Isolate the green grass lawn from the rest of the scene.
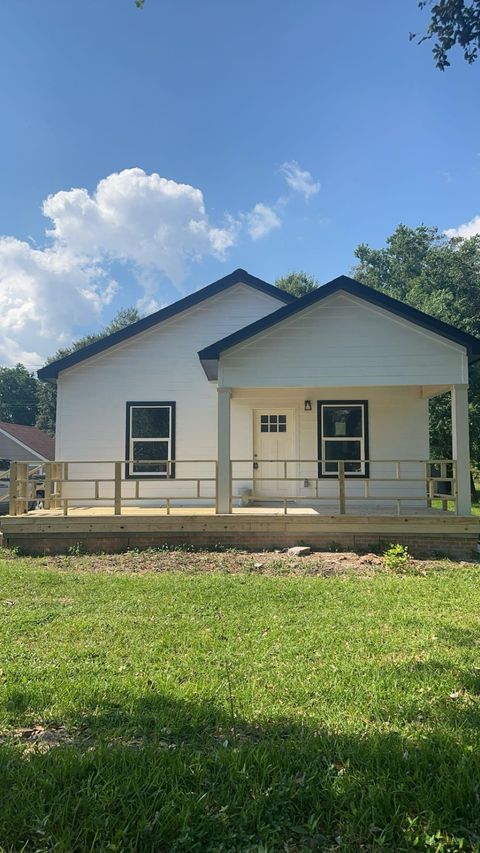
[0,553,480,853]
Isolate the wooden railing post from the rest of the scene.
[17,462,30,515]
[440,462,448,512]
[43,462,52,509]
[114,462,122,515]
[8,462,18,515]
[337,459,345,515]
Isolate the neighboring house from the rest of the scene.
[38,269,480,514]
[0,421,55,463]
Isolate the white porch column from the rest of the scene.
[451,385,472,515]
[216,388,232,513]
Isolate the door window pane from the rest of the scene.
[260,415,287,432]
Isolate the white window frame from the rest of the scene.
[126,401,175,480]
[319,400,368,477]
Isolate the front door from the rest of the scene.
[253,408,298,498]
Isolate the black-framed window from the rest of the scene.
[125,401,175,480]
[318,400,369,477]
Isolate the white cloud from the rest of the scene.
[0,237,116,367]
[43,168,236,285]
[245,202,282,240]
[280,160,320,199]
[445,216,480,237]
[0,169,240,367]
---
Given exercise:
Rewrite every one of the records above, replacing "Isolate" with "Segment" and leaving everything else as it stands. Leave out the pictures.

Complete output:
Segment the green grass lawn from the rest of the scene.
[0,553,480,853]
Segment the wooden railing post from the rest of the scene.
[17,462,30,515]
[440,462,448,512]
[43,462,52,509]
[114,462,122,515]
[8,462,18,515]
[337,459,345,515]
Segment the neighboring house from the rest of the scene.
[38,269,480,514]
[0,421,55,463]
Segment the white porch column from the rest of the scene.
[451,385,472,515]
[216,388,232,513]
Segment the door window pane from the rest of the scene.
[260,415,287,432]
Segment the white window frame from the rest of the scene.
[126,401,175,480]
[319,400,368,477]
Segment the front door from the rest of the scene.
[253,408,298,498]
Segment the black-framed window from the rest of the scene.
[125,401,175,480]
[318,400,369,477]
Segment the white cloud from the rest of the scene.
[0,237,116,367]
[43,168,236,285]
[245,202,282,240]
[280,160,320,199]
[445,216,480,237]
[0,169,240,367]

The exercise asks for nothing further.